— Work task —
Below are some records; output exactly the lines from the line with "Target: ullstein bild logo" to the line with "Target: shirt collar", both ends kept, and nothing more.

Region pointing data:
########################################
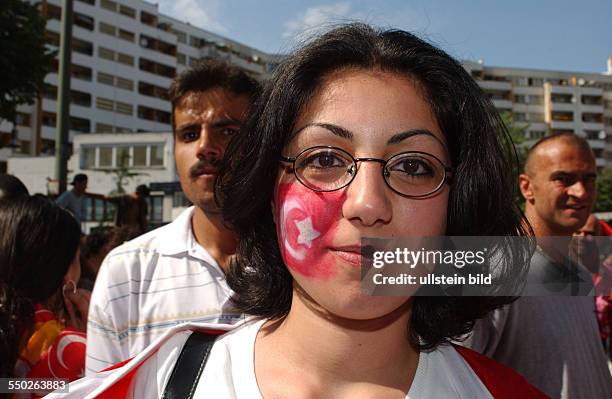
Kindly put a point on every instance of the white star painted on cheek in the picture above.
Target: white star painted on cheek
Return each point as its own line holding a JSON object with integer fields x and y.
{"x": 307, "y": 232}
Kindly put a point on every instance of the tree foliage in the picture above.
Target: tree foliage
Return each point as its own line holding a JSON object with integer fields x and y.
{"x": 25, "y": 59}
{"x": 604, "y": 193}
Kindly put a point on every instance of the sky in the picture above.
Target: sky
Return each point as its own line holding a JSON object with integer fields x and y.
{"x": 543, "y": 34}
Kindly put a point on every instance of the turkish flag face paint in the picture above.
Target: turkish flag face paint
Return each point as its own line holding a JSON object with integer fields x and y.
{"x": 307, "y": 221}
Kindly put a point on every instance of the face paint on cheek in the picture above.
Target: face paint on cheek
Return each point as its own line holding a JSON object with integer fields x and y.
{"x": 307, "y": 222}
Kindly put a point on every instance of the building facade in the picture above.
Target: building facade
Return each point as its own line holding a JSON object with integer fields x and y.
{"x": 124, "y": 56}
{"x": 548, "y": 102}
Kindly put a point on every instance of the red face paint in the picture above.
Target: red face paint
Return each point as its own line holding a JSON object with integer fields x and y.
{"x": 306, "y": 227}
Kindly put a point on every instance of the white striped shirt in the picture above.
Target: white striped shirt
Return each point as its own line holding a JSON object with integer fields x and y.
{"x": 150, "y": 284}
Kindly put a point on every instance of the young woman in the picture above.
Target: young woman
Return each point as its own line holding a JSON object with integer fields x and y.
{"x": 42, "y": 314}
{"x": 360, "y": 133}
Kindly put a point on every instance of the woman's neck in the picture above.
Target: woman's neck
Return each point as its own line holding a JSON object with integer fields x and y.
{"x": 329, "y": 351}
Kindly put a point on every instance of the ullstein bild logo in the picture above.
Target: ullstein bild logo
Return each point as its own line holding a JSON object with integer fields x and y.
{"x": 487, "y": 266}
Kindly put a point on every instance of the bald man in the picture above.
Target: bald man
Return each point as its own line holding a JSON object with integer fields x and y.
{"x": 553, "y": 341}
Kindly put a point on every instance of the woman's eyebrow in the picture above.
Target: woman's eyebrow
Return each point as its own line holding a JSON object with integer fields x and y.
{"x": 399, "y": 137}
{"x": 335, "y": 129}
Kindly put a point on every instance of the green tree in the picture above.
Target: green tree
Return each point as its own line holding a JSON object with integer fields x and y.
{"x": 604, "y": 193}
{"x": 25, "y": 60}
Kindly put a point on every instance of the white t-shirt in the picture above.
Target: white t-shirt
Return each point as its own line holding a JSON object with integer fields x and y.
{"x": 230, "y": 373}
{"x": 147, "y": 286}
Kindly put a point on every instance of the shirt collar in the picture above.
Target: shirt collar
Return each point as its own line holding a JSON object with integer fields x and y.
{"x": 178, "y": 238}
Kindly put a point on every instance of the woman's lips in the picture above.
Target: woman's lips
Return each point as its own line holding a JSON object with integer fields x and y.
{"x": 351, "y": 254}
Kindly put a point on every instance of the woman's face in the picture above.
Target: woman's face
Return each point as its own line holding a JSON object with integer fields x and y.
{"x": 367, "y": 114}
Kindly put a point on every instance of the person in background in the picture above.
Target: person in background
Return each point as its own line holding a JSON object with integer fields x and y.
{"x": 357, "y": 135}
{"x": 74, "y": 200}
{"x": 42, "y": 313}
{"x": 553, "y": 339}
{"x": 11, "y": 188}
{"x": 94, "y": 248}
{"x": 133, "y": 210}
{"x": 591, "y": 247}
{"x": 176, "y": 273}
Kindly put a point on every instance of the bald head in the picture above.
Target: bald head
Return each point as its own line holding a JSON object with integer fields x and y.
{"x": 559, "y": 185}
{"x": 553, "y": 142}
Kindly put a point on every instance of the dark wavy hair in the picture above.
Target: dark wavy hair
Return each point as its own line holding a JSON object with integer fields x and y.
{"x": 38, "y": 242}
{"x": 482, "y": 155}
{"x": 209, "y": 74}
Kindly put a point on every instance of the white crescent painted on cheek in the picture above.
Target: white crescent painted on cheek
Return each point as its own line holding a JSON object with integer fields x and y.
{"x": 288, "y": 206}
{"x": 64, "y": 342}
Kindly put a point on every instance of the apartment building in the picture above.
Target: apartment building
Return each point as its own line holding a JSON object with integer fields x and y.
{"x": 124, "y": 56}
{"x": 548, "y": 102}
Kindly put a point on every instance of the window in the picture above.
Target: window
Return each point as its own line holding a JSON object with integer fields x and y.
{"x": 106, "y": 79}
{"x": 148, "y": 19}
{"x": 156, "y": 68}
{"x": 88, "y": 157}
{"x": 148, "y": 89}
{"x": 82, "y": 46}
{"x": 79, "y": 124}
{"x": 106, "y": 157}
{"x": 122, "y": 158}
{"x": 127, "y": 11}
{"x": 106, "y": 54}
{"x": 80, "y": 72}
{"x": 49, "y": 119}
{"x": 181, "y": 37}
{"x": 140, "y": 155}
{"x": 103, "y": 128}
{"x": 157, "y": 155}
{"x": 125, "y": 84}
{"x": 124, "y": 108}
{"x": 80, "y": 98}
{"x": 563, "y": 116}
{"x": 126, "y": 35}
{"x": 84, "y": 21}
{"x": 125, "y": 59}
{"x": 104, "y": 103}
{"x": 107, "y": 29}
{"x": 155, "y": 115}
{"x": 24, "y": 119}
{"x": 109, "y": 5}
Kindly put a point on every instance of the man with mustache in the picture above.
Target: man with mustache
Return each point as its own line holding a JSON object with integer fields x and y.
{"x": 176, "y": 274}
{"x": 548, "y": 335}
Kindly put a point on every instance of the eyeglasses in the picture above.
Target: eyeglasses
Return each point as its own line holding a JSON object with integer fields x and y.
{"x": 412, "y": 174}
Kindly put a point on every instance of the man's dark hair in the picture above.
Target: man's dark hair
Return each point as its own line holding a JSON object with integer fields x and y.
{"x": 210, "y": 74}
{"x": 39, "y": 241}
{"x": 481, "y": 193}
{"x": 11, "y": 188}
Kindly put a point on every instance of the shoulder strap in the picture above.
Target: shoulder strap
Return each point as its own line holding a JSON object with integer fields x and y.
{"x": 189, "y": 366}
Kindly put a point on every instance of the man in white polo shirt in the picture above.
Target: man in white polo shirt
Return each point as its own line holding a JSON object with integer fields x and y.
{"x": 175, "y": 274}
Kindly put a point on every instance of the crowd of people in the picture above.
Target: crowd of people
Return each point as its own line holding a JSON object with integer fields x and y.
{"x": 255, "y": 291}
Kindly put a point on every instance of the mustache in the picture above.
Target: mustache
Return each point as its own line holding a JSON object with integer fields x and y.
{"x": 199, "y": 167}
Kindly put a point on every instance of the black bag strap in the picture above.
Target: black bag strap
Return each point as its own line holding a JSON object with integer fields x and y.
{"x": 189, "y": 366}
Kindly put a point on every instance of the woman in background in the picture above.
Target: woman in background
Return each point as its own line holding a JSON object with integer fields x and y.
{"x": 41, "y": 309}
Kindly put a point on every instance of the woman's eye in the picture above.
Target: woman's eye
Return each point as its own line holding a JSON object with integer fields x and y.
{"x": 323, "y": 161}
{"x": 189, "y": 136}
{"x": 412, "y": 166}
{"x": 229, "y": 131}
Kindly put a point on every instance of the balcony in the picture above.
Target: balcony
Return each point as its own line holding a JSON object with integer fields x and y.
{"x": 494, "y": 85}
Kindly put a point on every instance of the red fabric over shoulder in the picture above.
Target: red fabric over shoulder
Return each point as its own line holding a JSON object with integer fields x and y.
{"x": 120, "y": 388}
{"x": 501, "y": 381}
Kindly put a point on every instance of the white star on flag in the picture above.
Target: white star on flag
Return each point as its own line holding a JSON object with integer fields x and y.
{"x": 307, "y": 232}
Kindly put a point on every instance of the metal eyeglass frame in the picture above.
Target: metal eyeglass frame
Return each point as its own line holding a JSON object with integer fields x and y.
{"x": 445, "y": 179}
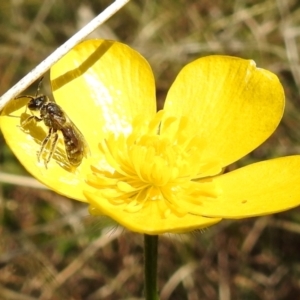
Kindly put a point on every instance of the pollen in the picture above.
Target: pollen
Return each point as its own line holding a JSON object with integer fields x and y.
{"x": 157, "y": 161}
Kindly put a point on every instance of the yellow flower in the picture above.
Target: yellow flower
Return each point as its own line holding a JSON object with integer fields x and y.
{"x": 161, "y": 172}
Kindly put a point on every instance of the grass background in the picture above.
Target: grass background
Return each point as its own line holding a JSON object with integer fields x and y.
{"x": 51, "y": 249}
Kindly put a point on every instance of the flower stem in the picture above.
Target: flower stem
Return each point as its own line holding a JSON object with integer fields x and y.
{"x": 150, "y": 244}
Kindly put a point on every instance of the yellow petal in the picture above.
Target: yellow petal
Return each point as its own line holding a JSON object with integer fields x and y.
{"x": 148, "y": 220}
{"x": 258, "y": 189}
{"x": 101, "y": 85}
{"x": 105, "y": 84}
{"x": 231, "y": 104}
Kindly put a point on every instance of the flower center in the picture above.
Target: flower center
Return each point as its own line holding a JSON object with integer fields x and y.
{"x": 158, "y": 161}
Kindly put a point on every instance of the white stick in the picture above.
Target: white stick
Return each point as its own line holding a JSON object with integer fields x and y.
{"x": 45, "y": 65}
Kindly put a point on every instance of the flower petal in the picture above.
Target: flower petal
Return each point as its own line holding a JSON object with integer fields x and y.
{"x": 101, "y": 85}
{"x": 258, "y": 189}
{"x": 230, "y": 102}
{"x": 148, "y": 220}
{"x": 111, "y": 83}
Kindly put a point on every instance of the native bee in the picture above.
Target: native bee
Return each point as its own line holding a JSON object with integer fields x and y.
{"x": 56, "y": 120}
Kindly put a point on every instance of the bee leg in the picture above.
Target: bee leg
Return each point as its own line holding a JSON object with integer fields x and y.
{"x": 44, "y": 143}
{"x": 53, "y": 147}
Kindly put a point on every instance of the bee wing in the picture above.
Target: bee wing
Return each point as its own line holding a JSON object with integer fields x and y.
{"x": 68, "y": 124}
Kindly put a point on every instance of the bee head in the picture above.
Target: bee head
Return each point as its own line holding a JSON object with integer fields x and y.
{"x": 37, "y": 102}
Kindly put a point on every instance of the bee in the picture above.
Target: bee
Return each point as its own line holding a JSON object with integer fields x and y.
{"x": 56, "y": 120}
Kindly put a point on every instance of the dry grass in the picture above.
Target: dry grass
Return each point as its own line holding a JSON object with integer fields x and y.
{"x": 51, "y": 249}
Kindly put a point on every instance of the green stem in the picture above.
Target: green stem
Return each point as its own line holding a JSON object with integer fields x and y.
########################################
— Result —
Target: ullstein bild logo
Return each point as its own line holding a JSON object with integer fields x and y.
{"x": 487, "y": 266}
Kindly put a point on every instance of the bald man in the picture above.
Target: bald man
Return each point as its own line holding a JSON object with integer fields x and y.
{"x": 553, "y": 341}
Kindly put a point on every instance of the woman's eyebrow in the picture above.
Target: woman's eyebrow
Return each point as its own line holding a JSON object with integer fields x and y.
{"x": 399, "y": 137}
{"x": 335, "y": 129}
Kindly put a point on every instance of the green tree in the picture above.
Target: green tree
Return each point as its own line holding a JSON object with integer fields x and y.
{"x": 604, "y": 193}
{"x": 25, "y": 60}
Kindly put a point on every instance of the white t-shirt in the picture above.
Target: white t-shirt
Return each point as its own line holding a JSON object with integer fields x and y.
{"x": 230, "y": 373}
{"x": 147, "y": 286}
Kindly put a point on every instance of the shirt collar in the picture above.
Target: shirt collar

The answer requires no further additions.